Records from a data source:
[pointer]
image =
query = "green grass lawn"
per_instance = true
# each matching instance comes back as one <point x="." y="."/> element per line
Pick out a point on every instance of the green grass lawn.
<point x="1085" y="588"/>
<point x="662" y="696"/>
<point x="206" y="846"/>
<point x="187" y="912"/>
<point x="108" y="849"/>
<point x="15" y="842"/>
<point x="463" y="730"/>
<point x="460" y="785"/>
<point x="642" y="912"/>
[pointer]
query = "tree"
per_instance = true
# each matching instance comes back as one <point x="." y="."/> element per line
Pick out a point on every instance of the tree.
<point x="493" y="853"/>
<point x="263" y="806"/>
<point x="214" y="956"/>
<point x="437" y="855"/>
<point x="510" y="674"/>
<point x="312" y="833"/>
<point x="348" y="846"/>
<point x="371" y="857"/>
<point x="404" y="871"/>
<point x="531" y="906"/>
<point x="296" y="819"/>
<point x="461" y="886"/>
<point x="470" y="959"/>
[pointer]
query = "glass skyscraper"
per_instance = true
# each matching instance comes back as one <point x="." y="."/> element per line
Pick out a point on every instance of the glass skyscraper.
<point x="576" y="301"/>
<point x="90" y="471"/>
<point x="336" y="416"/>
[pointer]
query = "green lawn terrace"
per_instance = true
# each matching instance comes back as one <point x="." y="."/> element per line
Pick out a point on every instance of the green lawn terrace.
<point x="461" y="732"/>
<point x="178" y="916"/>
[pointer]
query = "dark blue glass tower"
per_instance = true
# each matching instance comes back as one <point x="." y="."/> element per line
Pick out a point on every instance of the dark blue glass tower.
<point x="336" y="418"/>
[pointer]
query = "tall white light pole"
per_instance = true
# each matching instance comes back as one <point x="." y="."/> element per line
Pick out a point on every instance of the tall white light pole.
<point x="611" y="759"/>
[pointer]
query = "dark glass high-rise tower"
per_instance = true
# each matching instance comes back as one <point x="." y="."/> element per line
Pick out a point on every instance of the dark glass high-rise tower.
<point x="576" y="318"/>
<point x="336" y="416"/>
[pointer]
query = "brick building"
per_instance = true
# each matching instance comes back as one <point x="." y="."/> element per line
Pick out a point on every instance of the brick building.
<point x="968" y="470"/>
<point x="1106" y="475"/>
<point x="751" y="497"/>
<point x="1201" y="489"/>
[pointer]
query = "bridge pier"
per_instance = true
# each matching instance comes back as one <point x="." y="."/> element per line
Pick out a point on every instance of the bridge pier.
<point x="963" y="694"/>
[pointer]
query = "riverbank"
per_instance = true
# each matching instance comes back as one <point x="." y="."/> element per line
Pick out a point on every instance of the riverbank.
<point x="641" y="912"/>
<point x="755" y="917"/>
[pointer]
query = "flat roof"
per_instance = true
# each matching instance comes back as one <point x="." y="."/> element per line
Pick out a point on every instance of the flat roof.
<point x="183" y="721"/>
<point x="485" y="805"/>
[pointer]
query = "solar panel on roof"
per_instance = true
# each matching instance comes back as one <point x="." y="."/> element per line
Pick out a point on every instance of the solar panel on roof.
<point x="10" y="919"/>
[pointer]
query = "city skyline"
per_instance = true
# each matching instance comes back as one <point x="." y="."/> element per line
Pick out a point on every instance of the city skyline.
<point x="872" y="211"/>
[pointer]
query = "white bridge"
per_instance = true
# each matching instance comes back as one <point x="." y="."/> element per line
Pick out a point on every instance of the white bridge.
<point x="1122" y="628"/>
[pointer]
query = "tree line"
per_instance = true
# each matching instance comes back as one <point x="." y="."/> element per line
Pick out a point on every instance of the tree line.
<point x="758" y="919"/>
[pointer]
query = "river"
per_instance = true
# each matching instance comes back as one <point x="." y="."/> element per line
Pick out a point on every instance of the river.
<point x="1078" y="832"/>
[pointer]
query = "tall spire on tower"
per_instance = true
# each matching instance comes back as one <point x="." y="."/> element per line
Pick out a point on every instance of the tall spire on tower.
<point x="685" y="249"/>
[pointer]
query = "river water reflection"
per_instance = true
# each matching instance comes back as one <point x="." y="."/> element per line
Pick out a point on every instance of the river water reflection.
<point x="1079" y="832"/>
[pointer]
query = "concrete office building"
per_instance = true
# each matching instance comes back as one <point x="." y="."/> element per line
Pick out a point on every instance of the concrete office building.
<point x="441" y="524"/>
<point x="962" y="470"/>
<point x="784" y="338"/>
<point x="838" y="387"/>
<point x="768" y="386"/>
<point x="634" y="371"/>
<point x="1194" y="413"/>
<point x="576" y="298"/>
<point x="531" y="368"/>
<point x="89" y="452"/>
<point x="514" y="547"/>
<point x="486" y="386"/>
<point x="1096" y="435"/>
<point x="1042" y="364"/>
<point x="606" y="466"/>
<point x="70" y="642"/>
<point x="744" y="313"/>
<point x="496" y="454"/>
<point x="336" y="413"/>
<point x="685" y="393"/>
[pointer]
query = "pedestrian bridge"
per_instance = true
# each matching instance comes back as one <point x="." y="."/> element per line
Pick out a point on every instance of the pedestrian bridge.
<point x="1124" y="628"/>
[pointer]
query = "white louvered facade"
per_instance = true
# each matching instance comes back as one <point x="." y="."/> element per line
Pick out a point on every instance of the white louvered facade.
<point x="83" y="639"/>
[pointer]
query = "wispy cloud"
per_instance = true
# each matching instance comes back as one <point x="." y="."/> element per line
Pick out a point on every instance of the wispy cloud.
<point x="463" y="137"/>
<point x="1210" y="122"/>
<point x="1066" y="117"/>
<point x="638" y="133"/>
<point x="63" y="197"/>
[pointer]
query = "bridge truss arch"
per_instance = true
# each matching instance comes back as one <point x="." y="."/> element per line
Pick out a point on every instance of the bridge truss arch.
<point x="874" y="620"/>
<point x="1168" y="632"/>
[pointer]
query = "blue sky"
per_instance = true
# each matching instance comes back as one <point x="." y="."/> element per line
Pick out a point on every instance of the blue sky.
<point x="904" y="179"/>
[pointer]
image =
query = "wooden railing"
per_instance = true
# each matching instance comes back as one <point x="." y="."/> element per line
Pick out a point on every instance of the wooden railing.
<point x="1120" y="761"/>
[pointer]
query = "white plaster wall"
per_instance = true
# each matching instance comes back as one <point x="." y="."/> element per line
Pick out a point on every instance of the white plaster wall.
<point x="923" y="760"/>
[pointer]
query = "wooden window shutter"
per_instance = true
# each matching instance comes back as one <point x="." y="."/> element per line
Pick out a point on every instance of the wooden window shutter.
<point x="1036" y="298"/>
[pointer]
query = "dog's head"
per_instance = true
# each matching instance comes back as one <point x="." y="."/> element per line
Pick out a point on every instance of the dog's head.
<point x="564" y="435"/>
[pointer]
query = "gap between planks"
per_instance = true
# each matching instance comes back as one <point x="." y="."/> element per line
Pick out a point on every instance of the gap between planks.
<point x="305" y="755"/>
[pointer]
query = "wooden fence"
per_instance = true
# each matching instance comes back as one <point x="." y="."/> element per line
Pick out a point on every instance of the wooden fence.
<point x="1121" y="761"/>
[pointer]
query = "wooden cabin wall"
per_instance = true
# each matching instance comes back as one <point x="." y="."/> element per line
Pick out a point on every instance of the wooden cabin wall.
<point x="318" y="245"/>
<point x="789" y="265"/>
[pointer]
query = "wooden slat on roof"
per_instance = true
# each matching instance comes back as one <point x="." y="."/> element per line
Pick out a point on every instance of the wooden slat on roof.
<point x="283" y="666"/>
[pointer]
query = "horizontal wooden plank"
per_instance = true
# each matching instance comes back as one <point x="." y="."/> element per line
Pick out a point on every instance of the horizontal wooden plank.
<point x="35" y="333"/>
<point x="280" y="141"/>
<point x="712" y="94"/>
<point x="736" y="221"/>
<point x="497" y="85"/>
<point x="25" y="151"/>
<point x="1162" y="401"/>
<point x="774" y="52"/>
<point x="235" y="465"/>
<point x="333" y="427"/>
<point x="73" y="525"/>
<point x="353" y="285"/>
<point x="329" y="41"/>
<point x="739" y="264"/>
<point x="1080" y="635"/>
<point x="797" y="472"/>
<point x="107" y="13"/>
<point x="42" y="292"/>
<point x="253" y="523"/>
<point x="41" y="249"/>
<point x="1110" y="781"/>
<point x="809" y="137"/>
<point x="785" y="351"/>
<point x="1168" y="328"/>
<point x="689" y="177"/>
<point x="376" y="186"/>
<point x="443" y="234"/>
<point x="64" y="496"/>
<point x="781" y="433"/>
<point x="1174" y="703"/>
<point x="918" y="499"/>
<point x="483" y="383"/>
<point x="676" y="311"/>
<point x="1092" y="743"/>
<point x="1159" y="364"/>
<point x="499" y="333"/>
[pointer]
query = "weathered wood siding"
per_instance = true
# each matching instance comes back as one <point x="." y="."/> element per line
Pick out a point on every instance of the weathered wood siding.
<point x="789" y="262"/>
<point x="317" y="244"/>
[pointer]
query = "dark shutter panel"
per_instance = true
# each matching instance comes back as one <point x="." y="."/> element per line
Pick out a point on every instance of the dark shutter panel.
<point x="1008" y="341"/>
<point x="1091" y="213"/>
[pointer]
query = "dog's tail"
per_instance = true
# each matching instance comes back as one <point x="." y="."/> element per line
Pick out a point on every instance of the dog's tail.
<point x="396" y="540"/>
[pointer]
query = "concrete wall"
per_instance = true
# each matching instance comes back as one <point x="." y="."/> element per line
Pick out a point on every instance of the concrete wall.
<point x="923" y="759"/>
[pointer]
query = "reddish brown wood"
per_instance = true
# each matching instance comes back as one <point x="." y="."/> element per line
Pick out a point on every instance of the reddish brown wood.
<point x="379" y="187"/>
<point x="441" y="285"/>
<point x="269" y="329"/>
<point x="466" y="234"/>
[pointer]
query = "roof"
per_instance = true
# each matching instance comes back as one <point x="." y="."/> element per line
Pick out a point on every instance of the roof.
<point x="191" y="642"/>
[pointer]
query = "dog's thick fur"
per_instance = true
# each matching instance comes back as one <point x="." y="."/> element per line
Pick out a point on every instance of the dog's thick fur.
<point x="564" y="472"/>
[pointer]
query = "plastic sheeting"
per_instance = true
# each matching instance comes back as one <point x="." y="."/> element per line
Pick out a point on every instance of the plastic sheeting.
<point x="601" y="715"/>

• Problem to solve
From the line that contains "Pick out a point on every instance of the reddish" through the final line of the entries above, every line must be reproduced exactly and nothing more.

• Answer to this problem
Pick out a point on every instance of the reddish brown wood.
<point x="379" y="187"/>
<point x="441" y="285"/>
<point x="269" y="329"/>
<point x="466" y="234"/>
[pointer]
query = "roof"
per_instance = true
# each matching instance comes back as one <point x="." y="."/> element per line
Pick out a point on every instance of the roof.
<point x="191" y="642"/>
[pointer]
query = "dog's thick fur"
per_instance = true
# each matching instance comes back as one <point x="." y="."/> element per line
Pick out a point on every instance of the dog's thick fur.
<point x="564" y="472"/>
[pointer]
query = "plastic sheeting"
per_instance = true
# each matching instance comes back as one <point x="." y="."/> element per line
Pick out a point on every instance of the plastic sheeting.
<point x="601" y="715"/>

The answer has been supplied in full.